*Items from a data source:*
-- Opening Marker --

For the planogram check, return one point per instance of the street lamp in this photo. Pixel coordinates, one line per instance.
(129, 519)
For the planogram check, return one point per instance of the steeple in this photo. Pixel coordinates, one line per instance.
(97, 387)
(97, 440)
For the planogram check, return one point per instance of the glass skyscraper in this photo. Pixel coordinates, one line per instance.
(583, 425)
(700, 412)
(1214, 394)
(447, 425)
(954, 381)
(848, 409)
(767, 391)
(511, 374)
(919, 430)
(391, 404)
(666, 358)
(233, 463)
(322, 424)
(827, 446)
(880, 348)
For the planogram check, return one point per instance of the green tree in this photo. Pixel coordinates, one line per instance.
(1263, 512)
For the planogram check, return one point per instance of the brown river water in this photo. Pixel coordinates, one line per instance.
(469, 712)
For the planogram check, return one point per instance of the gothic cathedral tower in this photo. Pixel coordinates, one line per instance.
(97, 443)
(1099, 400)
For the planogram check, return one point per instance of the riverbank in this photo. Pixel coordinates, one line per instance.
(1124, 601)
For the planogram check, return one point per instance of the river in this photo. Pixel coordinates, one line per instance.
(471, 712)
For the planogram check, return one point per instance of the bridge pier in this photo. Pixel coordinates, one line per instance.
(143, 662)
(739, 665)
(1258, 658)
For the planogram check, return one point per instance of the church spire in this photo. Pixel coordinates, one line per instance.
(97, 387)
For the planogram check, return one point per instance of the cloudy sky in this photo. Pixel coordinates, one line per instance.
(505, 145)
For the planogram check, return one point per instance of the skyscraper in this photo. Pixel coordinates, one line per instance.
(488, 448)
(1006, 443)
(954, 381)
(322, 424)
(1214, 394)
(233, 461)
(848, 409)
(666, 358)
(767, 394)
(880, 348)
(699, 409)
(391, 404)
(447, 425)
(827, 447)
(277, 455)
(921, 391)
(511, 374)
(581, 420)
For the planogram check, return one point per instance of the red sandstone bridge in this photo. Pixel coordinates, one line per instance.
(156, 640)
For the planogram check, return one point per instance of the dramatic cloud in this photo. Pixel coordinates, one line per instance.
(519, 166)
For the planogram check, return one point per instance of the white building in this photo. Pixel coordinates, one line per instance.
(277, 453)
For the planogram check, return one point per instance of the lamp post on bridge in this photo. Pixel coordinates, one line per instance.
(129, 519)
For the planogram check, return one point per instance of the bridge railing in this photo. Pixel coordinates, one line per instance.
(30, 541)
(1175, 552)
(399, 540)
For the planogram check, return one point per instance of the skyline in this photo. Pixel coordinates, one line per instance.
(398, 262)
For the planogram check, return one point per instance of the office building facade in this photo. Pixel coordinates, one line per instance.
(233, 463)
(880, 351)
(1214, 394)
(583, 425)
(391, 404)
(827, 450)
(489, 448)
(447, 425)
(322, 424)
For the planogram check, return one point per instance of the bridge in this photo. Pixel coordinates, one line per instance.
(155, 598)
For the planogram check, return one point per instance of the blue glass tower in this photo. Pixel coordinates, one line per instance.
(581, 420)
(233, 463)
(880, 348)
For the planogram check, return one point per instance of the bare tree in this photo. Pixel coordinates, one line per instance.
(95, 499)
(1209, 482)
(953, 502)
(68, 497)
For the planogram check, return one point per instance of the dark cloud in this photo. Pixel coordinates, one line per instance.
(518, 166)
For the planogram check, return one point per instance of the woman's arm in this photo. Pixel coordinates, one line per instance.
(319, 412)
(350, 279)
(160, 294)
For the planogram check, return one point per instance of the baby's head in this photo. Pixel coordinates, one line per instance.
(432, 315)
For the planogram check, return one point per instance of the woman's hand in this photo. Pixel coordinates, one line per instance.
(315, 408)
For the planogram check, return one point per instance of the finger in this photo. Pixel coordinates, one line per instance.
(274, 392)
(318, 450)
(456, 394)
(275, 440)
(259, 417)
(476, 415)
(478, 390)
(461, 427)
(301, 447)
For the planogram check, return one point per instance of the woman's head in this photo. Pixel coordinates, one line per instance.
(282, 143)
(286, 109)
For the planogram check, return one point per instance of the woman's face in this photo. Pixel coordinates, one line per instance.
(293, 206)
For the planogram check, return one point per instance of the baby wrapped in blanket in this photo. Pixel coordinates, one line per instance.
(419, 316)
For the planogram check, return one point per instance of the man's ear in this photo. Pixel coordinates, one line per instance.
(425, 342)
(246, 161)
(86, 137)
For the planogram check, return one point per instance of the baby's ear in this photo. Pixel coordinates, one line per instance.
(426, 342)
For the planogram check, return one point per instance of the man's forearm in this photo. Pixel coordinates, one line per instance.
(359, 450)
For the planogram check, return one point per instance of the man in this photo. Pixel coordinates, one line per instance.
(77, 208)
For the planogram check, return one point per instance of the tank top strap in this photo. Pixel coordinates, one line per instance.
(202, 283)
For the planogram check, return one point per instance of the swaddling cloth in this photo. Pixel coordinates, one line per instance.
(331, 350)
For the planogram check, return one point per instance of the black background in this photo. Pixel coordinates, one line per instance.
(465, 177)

-- Closing Marker --

*Work order:*
Exactly the lines from the one containing "man in this" through the final line above, and only those, should be given again.

*Expected answer:*
For the planogram check, return one point per instance of the man in this photo. Pixel coordinates, one line per instance.
(77, 208)
For the planogram check, return one point per instance of the tank top strap in this photo. Pixel coordinates, one line per instance.
(202, 283)
For the planogram check, return one point per instance of the swaddling cloth in this photo. Pixel coordinates, one line per instance.
(331, 350)
For the planogram check, return one point per instance of the black background in this photo. Pixel coordinates, one line per instance.
(465, 177)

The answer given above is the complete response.